Write down exactly the lines of the listing below, beginning with the one containing "Objective — one dot per instance of the yellow tennis" and closing with the final line.

Start of Record excerpts

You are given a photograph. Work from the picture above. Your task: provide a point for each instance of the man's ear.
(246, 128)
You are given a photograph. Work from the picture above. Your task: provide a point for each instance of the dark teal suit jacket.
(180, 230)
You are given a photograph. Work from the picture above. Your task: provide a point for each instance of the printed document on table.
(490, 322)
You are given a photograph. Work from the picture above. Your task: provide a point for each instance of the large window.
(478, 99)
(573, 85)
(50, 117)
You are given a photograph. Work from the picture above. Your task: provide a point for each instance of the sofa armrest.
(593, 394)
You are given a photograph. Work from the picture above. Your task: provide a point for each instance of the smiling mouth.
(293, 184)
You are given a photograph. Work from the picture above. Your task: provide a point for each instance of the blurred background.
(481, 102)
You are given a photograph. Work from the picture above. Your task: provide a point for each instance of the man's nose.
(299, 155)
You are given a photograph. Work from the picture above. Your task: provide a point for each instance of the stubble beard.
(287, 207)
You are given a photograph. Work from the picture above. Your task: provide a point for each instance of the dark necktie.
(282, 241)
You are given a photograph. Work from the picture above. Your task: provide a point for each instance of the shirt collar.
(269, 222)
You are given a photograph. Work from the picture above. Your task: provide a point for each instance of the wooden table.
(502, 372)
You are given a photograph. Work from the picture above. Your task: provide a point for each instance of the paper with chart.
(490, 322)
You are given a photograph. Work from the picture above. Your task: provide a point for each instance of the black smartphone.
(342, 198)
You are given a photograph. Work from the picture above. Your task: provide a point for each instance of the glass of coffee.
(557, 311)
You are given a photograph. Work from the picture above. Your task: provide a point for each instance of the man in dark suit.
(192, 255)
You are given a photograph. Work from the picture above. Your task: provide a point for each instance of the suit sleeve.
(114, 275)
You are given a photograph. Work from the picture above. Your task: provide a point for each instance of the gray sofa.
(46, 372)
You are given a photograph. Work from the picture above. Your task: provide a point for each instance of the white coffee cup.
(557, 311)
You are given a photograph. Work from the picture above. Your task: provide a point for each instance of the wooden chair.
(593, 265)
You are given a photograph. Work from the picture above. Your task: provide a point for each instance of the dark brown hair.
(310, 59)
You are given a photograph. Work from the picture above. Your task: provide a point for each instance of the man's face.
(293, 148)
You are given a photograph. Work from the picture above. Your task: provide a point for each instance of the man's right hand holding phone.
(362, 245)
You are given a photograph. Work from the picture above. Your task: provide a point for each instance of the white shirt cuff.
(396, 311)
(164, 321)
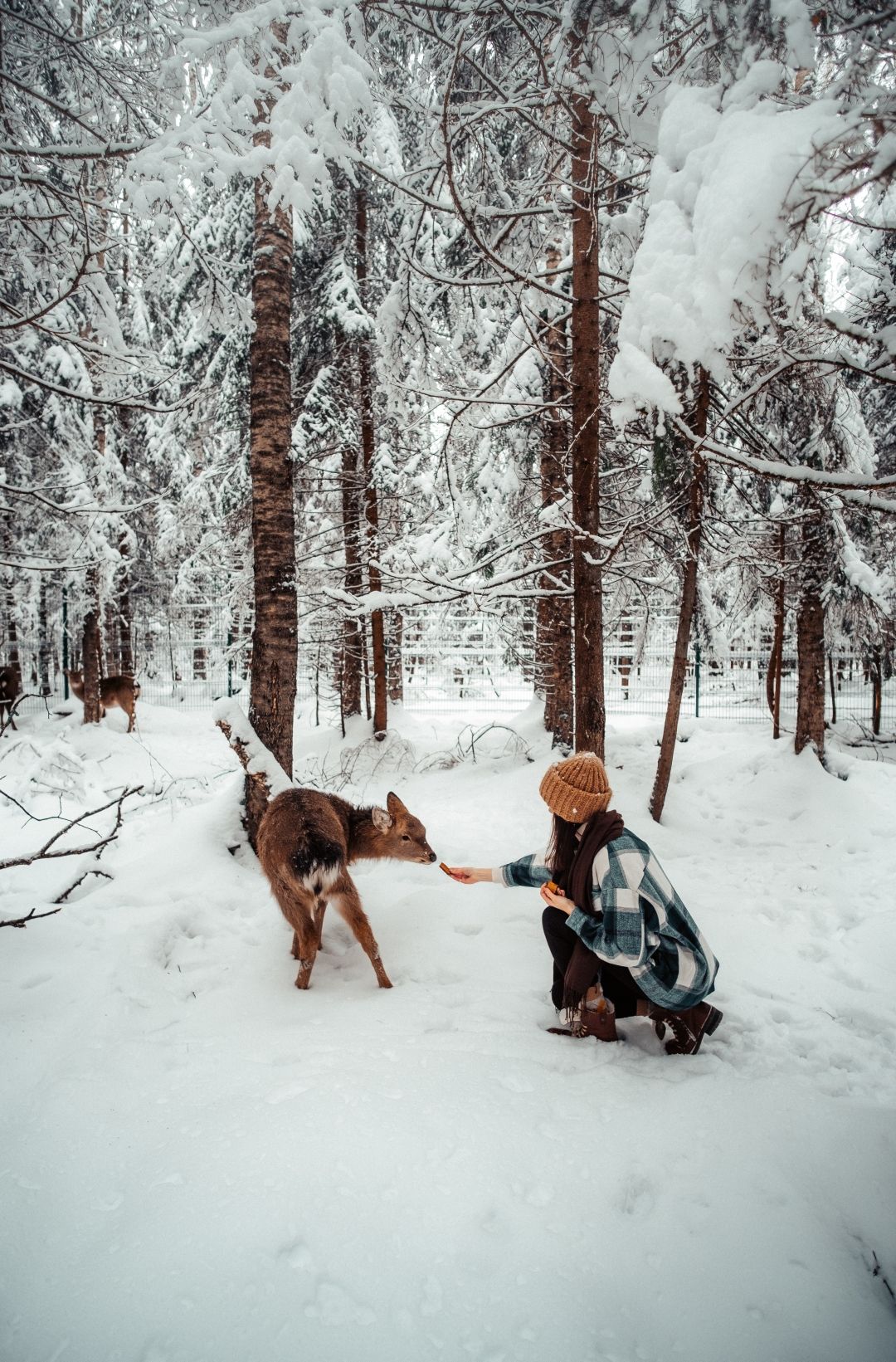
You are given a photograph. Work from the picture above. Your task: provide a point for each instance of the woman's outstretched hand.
(467, 873)
(558, 901)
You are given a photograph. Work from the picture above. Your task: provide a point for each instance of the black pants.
(617, 982)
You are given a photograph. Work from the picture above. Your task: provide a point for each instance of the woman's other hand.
(558, 899)
(467, 873)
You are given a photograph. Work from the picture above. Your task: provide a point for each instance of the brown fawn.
(10, 688)
(307, 842)
(114, 691)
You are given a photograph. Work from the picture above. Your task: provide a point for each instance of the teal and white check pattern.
(636, 921)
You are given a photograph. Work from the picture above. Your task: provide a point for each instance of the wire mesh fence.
(463, 663)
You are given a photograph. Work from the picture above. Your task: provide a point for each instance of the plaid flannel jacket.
(636, 921)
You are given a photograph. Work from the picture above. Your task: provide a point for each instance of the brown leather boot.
(598, 1022)
(596, 1017)
(688, 1028)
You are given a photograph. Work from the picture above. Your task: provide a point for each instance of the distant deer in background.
(307, 842)
(10, 688)
(121, 692)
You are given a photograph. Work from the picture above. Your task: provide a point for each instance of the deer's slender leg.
(348, 903)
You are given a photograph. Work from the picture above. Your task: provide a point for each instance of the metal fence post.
(64, 642)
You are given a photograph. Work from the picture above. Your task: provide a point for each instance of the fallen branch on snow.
(46, 854)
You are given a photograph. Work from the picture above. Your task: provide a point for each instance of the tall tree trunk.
(553, 616)
(124, 607)
(395, 660)
(12, 658)
(91, 660)
(42, 643)
(587, 576)
(371, 507)
(274, 639)
(877, 690)
(777, 661)
(352, 662)
(811, 635)
(688, 601)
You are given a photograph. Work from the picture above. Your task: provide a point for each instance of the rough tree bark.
(352, 661)
(395, 658)
(553, 618)
(811, 631)
(371, 507)
(44, 650)
(777, 661)
(274, 639)
(91, 661)
(587, 576)
(696, 495)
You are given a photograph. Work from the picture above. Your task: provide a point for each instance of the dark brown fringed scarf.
(600, 830)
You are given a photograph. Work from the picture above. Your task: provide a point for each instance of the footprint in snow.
(297, 1256)
(286, 1092)
(335, 1308)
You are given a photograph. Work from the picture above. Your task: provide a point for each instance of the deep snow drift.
(202, 1164)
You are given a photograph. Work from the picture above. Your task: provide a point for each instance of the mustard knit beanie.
(577, 788)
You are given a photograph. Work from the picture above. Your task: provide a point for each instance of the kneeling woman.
(615, 924)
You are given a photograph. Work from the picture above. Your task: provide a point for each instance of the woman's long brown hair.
(562, 850)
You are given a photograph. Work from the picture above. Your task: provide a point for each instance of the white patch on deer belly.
(320, 880)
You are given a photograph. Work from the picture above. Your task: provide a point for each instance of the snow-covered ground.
(199, 1162)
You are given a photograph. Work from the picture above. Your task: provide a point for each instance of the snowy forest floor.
(199, 1162)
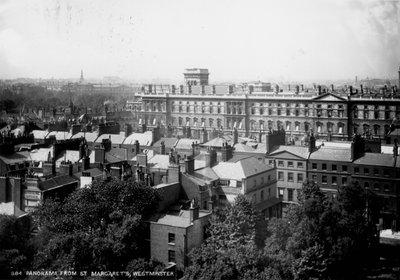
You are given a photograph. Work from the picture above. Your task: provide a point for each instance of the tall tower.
(81, 79)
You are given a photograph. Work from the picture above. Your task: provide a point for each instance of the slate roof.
(186, 143)
(300, 151)
(169, 142)
(145, 139)
(41, 154)
(181, 220)
(17, 157)
(68, 155)
(216, 142)
(159, 161)
(243, 148)
(331, 154)
(39, 134)
(241, 169)
(378, 160)
(94, 172)
(115, 138)
(89, 136)
(60, 135)
(57, 181)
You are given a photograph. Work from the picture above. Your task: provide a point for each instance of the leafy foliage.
(96, 228)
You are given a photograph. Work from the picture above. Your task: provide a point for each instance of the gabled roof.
(89, 136)
(41, 154)
(243, 148)
(169, 142)
(17, 157)
(57, 181)
(290, 152)
(39, 134)
(68, 155)
(145, 139)
(329, 97)
(186, 143)
(181, 220)
(376, 159)
(117, 155)
(159, 161)
(60, 135)
(331, 154)
(241, 169)
(115, 138)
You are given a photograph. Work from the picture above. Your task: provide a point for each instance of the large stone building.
(334, 114)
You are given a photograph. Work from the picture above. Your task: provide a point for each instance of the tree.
(230, 252)
(96, 228)
(15, 250)
(323, 237)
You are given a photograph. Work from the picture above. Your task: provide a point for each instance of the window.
(171, 256)
(314, 178)
(300, 177)
(280, 192)
(314, 166)
(290, 195)
(386, 188)
(171, 238)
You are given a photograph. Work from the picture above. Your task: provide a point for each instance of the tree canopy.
(96, 228)
(322, 237)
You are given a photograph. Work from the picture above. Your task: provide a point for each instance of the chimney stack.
(311, 145)
(235, 136)
(162, 148)
(210, 157)
(194, 211)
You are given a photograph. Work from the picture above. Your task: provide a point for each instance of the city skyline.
(237, 41)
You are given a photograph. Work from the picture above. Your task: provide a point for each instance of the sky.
(237, 40)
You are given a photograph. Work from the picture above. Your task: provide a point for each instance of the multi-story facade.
(330, 113)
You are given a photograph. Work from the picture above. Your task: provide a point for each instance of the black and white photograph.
(210, 140)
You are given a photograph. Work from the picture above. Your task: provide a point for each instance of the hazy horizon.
(236, 40)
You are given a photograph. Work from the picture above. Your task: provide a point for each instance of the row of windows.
(281, 163)
(290, 177)
(344, 168)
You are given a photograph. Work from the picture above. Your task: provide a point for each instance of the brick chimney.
(162, 148)
(49, 168)
(210, 157)
(311, 144)
(226, 152)
(235, 136)
(203, 135)
(194, 211)
(189, 165)
(66, 168)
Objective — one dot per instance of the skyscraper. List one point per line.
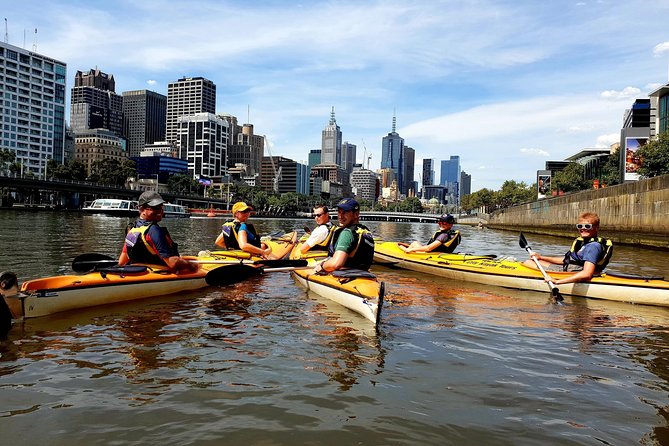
(348, 154)
(331, 142)
(95, 104)
(32, 107)
(144, 113)
(450, 176)
(409, 158)
(203, 141)
(392, 154)
(187, 96)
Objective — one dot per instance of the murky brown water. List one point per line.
(265, 363)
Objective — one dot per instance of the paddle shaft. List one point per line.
(554, 289)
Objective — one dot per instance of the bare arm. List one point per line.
(585, 274)
(244, 245)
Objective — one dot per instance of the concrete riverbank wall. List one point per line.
(631, 213)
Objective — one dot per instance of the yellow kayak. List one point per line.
(364, 295)
(513, 274)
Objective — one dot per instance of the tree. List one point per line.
(654, 157)
(571, 179)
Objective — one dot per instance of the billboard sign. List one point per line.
(632, 159)
(543, 183)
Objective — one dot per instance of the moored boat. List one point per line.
(112, 206)
(363, 294)
(510, 273)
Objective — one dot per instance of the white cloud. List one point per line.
(607, 140)
(661, 48)
(626, 93)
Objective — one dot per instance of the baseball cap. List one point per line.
(150, 198)
(240, 206)
(448, 218)
(348, 204)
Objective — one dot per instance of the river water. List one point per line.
(265, 363)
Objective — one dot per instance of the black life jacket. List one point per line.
(571, 259)
(231, 235)
(325, 244)
(139, 249)
(362, 255)
(454, 239)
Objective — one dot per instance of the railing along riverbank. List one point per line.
(635, 213)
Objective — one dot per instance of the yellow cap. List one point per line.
(240, 206)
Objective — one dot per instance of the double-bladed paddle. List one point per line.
(555, 292)
(231, 274)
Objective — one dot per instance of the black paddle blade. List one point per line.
(90, 261)
(231, 274)
(282, 263)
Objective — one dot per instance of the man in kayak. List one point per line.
(147, 242)
(320, 237)
(238, 234)
(444, 240)
(352, 245)
(588, 254)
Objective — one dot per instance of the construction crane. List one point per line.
(277, 173)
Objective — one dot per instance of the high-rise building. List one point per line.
(331, 142)
(392, 154)
(144, 113)
(465, 184)
(450, 177)
(659, 104)
(95, 104)
(97, 145)
(32, 107)
(428, 174)
(245, 148)
(409, 158)
(365, 184)
(187, 96)
(314, 158)
(203, 141)
(348, 154)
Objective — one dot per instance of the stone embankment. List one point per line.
(632, 213)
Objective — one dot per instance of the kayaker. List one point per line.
(444, 240)
(147, 242)
(319, 239)
(588, 254)
(352, 245)
(238, 234)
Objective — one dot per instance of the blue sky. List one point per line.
(506, 85)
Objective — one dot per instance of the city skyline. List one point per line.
(526, 88)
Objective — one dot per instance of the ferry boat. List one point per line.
(129, 208)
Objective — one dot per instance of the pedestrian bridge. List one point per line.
(397, 216)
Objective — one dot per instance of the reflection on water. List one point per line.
(266, 362)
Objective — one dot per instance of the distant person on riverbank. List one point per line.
(238, 234)
(319, 239)
(589, 253)
(444, 240)
(352, 245)
(147, 242)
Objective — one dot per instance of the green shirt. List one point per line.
(346, 241)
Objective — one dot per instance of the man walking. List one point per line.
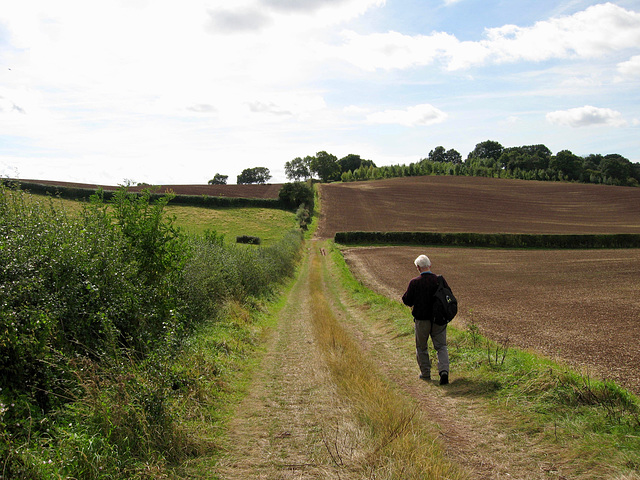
(419, 296)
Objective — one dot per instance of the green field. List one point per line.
(268, 224)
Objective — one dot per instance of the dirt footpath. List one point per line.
(293, 423)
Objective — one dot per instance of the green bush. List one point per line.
(95, 309)
(248, 239)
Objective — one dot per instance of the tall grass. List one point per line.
(96, 308)
(402, 446)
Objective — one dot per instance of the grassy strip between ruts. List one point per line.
(401, 446)
(593, 426)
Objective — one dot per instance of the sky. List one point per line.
(166, 92)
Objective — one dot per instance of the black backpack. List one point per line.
(445, 305)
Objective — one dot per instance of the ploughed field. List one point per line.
(475, 204)
(578, 306)
(240, 191)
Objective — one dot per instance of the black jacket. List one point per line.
(419, 295)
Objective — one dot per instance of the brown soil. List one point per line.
(481, 205)
(241, 191)
(294, 424)
(579, 306)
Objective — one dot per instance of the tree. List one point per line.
(298, 168)
(218, 179)
(453, 156)
(568, 164)
(352, 162)
(254, 175)
(616, 167)
(326, 166)
(438, 154)
(486, 149)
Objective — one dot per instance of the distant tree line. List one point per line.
(324, 166)
(488, 159)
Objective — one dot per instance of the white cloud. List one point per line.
(594, 32)
(598, 30)
(418, 115)
(630, 68)
(586, 116)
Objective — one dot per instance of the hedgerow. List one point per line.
(500, 240)
(94, 310)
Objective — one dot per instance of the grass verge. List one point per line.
(592, 426)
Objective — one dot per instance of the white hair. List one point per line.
(422, 261)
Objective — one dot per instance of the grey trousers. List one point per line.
(438, 333)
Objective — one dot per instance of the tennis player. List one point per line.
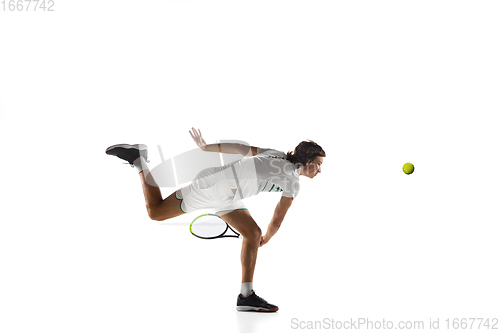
(224, 188)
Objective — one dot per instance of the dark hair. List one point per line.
(305, 152)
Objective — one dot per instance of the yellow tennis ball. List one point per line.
(408, 168)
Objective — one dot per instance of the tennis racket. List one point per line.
(211, 226)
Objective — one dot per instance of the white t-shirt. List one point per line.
(268, 171)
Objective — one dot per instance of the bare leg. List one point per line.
(242, 221)
(158, 208)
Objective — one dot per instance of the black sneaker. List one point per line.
(128, 153)
(254, 303)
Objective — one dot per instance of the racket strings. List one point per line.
(208, 227)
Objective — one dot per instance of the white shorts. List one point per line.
(209, 192)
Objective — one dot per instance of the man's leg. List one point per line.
(242, 221)
(159, 209)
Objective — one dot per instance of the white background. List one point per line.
(376, 83)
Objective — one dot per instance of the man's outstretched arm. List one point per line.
(226, 148)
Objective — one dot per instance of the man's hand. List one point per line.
(196, 135)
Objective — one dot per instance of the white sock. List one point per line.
(246, 289)
(140, 164)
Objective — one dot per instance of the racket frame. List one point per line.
(222, 235)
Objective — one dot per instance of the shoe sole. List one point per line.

End of Record excerpts

- [Output of the exercise]
Objective — one dot per instance of the yellow tennis ball. List one point per line.
(408, 168)
Objective — one dot per instance of the tennis racket. List one point per line.
(211, 226)
Objective — one dot per instance of the white t-shirt. List one point per line.
(268, 171)
Objective — one dot per instance of the bare leg. List one point per line.
(242, 221)
(158, 208)
Objective — one dot per instance of the black sneaker. List one point per line.
(128, 153)
(254, 303)
Objective — one dot per instance of the racket strings. List one point per line.
(208, 227)
Objective — one dot per instance of the white shorts. List one point per line.
(209, 192)
Objective — one dot per instance of the man's leg. List one point per line.
(242, 221)
(159, 209)
Objective — one dot per instance of the white background. List one point per line.
(376, 83)
Objective — one dot per instance of the man's outstretched arm. List one point per line.
(226, 148)
Objective — one dot per instance of the man's hand. List one point per line.
(196, 135)
Objective — one dot per instance of the white sock. List one point per line.
(246, 289)
(140, 164)
Objective — one dot per instance of the racket frame. List one point per line.
(222, 235)
Objective — one dot per instance of the shoe sole. List one point per line.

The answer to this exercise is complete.